_PROBLEM DESCRIPTION_. Copy out every line of the material below that contains the string "white", word for word.

_DATA EXCERPTS_.

+++++

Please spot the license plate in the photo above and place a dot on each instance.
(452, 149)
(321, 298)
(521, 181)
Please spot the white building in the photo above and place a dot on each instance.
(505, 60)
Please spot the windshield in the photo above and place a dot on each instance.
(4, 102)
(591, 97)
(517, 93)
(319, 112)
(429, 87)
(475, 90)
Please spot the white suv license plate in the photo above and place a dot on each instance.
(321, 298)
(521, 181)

+++++

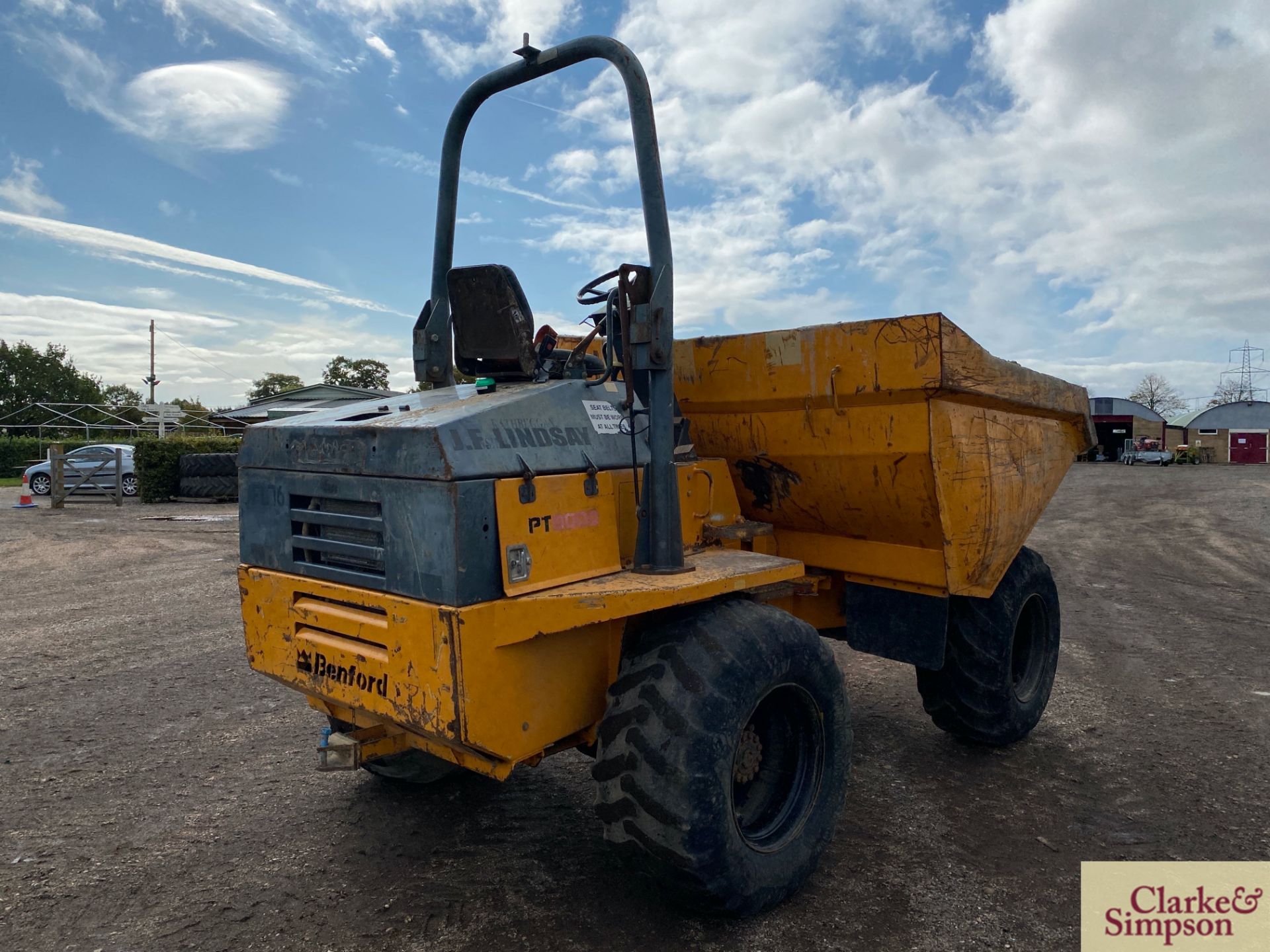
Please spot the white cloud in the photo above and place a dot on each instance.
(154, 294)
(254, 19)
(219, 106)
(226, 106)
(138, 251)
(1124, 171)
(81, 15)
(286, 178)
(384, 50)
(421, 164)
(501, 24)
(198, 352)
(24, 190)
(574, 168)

+++++

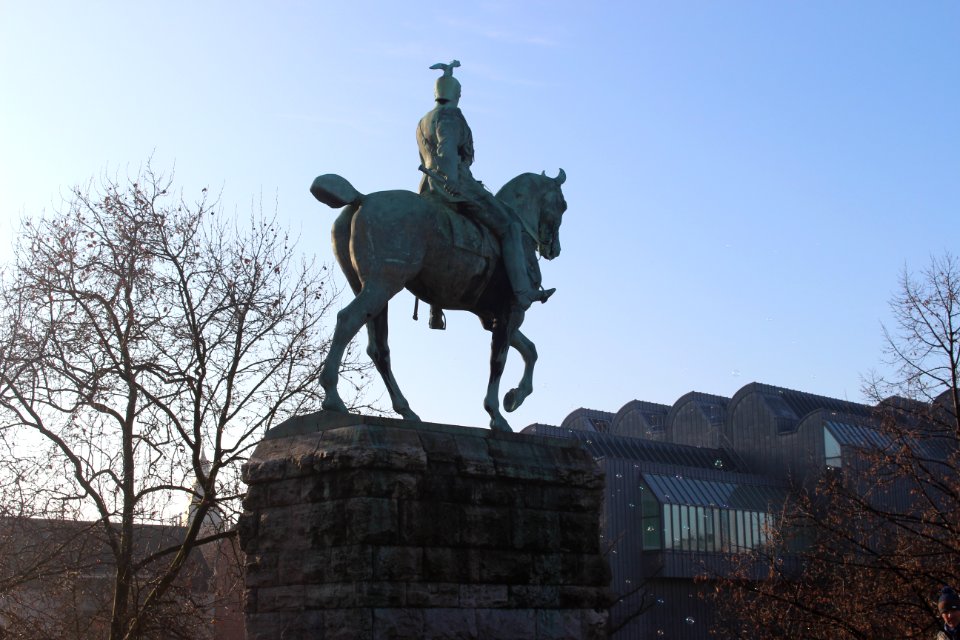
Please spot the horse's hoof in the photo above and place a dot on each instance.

+++++

_RESULT_.
Please spot the white building in the photo above and place a dot on each instance.
Please spot the white suv license plate in the photo above and place a dot on each instance.
Please spot the white cloud in the photo above and place a dot on each instance.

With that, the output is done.